» **Exercise directions**: Reproduce the entries from the line with "Reviewer note: make sure each instance of the stone walkway" through the last entry, substituting "marker" for "keypoint" and leaving everything else unaltered.

=======

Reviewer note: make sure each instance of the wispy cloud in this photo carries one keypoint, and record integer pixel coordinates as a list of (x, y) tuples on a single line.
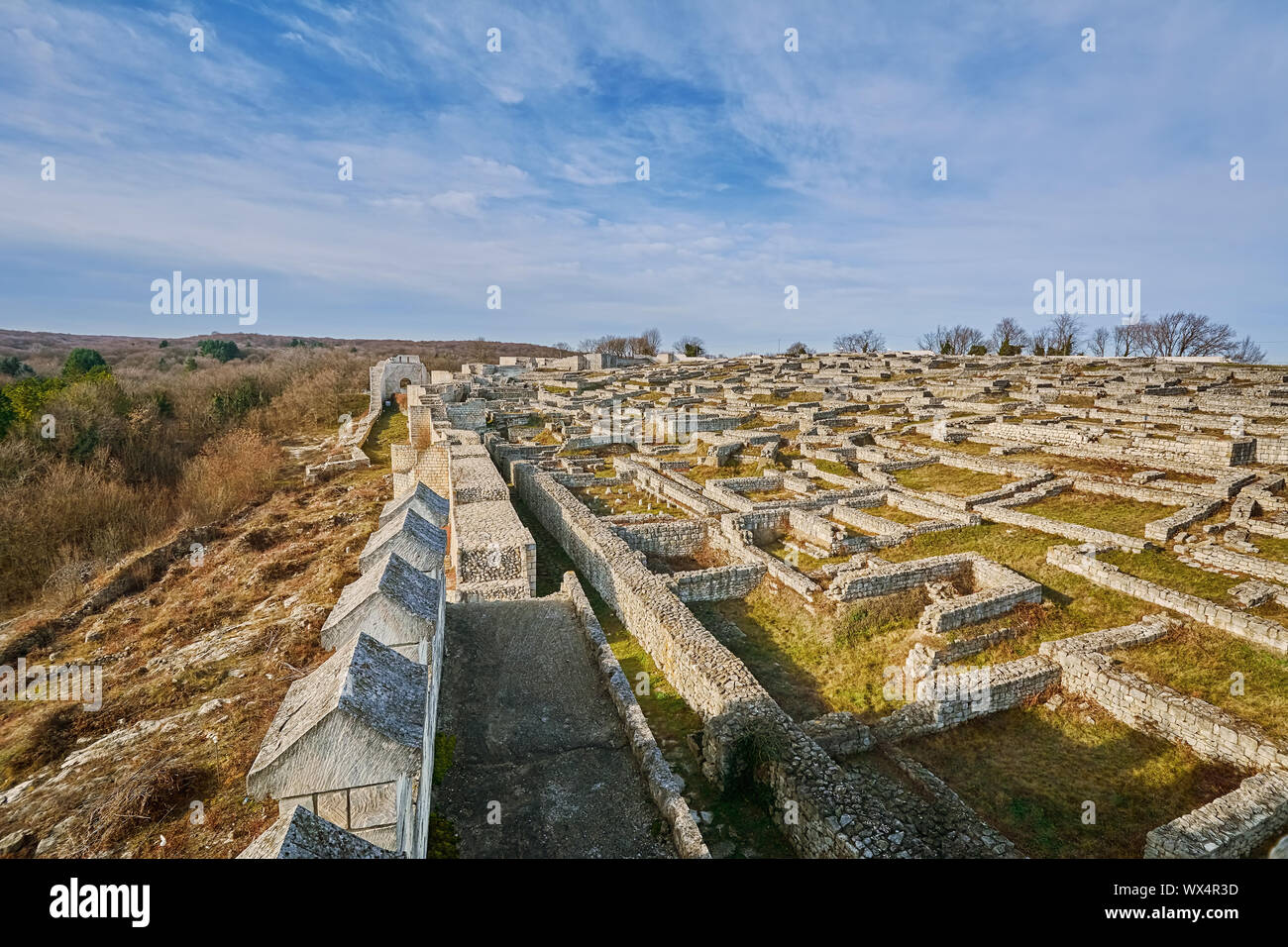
[(518, 167)]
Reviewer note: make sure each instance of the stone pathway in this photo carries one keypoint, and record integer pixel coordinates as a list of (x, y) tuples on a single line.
[(536, 732)]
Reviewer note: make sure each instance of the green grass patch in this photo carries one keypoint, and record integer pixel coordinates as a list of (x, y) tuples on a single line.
[(1164, 569), (953, 480), (1028, 772), (1070, 603), (896, 515), (833, 659), (1201, 661), (389, 429), (737, 815), (833, 467), (1116, 514)]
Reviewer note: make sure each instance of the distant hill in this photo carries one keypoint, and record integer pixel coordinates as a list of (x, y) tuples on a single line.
[(47, 351)]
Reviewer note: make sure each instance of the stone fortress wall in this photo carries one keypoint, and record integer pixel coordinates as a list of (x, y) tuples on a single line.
[(1133, 419)]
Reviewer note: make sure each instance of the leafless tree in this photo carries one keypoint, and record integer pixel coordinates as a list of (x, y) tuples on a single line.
[(1100, 341), (952, 341), (647, 343), (690, 346), (867, 341), (1041, 341), (1245, 351), (1064, 333), (1188, 334), (1128, 339), (1009, 337)]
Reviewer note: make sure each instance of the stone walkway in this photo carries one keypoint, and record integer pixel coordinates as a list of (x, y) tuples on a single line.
[(536, 732)]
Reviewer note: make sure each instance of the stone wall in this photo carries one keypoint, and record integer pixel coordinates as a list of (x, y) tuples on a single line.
[(1231, 826), (670, 538), (746, 732), (1004, 512), (947, 698), (1231, 561), (662, 784), (1235, 622), (716, 583), (1153, 707)]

=======

» **Answer for the task**:
Reviewer note: make sure each instance of the stone walkway in this photo carries one marker, and record integer pixel coordinates as a list of (x, y) tuples on a single line.
[(536, 732)]
Reviewer note: make sure each instance of the stone wall in this photo carries one marker, and record integer pixel coordinates as a list of (x, y) tuples on a single line.
[(1231, 826), (670, 538), (746, 732), (1004, 512), (947, 698), (1231, 561), (662, 784), (1235, 622), (716, 583), (1153, 707)]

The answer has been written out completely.